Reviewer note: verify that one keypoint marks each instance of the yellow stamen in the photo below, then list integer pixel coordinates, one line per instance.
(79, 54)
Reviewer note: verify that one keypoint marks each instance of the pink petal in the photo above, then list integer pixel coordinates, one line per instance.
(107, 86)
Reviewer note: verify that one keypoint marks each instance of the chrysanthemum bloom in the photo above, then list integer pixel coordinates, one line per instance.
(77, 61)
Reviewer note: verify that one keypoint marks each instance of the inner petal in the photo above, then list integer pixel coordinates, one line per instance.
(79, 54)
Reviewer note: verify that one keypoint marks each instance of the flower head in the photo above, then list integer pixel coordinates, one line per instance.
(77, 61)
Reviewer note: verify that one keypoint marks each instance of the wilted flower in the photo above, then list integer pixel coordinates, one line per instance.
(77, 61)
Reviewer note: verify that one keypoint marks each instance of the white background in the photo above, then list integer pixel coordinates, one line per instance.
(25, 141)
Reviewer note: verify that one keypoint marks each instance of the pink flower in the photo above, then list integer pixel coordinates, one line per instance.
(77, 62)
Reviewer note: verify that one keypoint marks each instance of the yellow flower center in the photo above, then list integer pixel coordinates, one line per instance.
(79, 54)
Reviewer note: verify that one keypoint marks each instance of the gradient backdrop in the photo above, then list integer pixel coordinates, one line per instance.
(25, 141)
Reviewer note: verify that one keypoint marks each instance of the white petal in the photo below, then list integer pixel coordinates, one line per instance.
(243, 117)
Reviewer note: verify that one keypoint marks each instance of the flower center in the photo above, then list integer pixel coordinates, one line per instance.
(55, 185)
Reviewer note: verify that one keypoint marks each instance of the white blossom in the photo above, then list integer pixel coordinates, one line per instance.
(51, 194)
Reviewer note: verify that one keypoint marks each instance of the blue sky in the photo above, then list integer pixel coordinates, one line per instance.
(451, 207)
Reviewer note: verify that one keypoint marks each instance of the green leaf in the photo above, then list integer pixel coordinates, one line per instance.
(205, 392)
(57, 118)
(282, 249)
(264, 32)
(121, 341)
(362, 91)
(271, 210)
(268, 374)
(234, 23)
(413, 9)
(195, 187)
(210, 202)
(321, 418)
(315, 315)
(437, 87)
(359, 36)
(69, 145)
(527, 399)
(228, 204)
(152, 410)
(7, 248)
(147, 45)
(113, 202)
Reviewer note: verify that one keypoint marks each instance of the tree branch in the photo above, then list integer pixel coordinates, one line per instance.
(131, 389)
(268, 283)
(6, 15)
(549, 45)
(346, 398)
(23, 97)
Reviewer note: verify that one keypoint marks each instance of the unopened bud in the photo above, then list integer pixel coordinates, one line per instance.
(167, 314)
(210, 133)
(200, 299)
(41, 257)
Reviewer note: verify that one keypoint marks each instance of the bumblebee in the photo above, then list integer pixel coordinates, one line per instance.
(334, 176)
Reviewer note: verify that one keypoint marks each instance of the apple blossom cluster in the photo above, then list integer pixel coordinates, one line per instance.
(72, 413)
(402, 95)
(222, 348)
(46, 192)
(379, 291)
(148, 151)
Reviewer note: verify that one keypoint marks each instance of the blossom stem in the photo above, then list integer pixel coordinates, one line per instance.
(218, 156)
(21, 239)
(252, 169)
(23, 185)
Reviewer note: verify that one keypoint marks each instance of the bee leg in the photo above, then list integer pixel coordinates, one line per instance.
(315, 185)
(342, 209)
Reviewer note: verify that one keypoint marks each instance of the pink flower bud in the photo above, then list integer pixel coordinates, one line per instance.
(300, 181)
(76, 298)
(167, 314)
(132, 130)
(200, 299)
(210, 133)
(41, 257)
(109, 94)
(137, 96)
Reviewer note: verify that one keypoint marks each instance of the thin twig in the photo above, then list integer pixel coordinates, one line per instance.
————
• [What you are asked to do]:
Emit the full listing verbatim.

• [Answer for the task]:
Reviewer note: verify that one keypoint marks each instance of the yellow stamen in the photo below, then list integer pixel coordinates, one line per instance.
(79, 54)
Reviewer note: verify that one keypoint marks each instance of the pink petal in the photo above, then list integer pixel coordinates, one line per instance.
(107, 86)
Reviewer note: verify that one keypoint marks each instance of the chrysanthemum bloom in the photo above, then list integer pixel coordinates, one line per instance.
(77, 61)
Reviewer note: verify that one keypoint marks each instance of the inner petal in the photo above, then list integer pixel coordinates, one line per instance.
(79, 54)
Reviewer note: verify that one keypoint marks each instance of the flower head in the photo above, then list integer pixel coordinates, one line per instance.
(77, 61)
Reviewer note: verify that one keypoint marks each instance of the wilted flower in the photo above, then list integer pixel coordinates, one line per instance.
(77, 61)
Reviewer note: verify that one keypoint marks each instance of the white background in the photo above, then list integer pixel coordinates, one line per instance.
(25, 141)
Reviewer note: verify that one keypoint marks each instance of the pink flower in the photo above, then list integer pixel coordinates, one line per instance.
(77, 62)
Reviewer note: verify that one keypoint marks each instance of the yellow flower center in the photo above, then list integer pixel coordinates, one line per instance.
(79, 54)
Reviewer note: verify that one keypoint marks each instance of the gradient backdrop in the photo above, then list integer pixel coordinates, one line per instance.
(25, 141)
Reviewer note: verify that one keypoint marks each instance of the white petal in the photo below, then list integer pixel coordinates, one line per instance.
(243, 117)
Reviewer note: verify that one keypoint marks each instance of the flower center in the photo above, then list integer pixel coordinates, one line per instance.
(55, 185)
Reviewer note: verify that one keypoint marks each instance of the white blossom in the photo above, then list integer pixel coordinates, one line per instance.
(51, 194)
Reviewer note: verify that one keypoint marks each instance of the blue sky in the photo above, then list integer pixel coordinates, one line per instance.
(451, 207)
Reviewer note: verify that one keypoint marks each instance of the green leaf in the photo above, then list integer pixel coordinates, one line per instance.
(205, 392)
(57, 118)
(282, 249)
(264, 32)
(121, 341)
(362, 91)
(271, 210)
(268, 374)
(234, 23)
(413, 9)
(195, 187)
(210, 202)
(321, 418)
(315, 315)
(437, 87)
(359, 36)
(69, 145)
(527, 399)
(228, 204)
(152, 410)
(7, 248)
(147, 45)
(113, 202)
Reviewer note: verify that one keypoint marks each instance of the tree branch in the photo above, then list integer pixel coordinates, one line per instance.
(131, 389)
(268, 283)
(6, 15)
(549, 45)
(346, 398)
(23, 97)
Reviewer note: verify that one keypoint marks each instance of the unopened bud in the photo above, then list integer pixel coordinates, one line per instance.
(167, 314)
(210, 133)
(200, 299)
(41, 257)
Reviewer note: verify that one keypoint marks each instance of the bumblebee in the photo above, then list integer pixel coordinates, one line per instance.
(334, 176)
Reviewer note: verify that one keypoint marks each instance of the apple blossom cluster in the photo above, then list integer pixel coordinates, one line per instance.
(72, 413)
(402, 95)
(222, 348)
(46, 192)
(379, 291)
(148, 151)
Reviewer note: verify that one keypoint marks each instance of the blossom stem in the photo above, then list integer pixel coordinates, one line per instance.
(218, 156)
(21, 239)
(252, 169)
(23, 185)
Reviewer note: verify that one keypoint marks each instance of the bee leg in the photo above, then list integer pixel coordinates, one line per instance.
(315, 185)
(342, 209)
Reviewer note: verify that one keypoint marks each instance of the pink flower bud in the photo above, then list integer pixel coordinates, one line per instance.
(300, 181)
(76, 298)
(167, 314)
(132, 130)
(200, 299)
(210, 133)
(41, 257)
(109, 94)
(137, 96)
Reviewer note: verify that one keypoint marks each instance of the thin twig in the photo above, then list integer pixel coordinates, one line per instance.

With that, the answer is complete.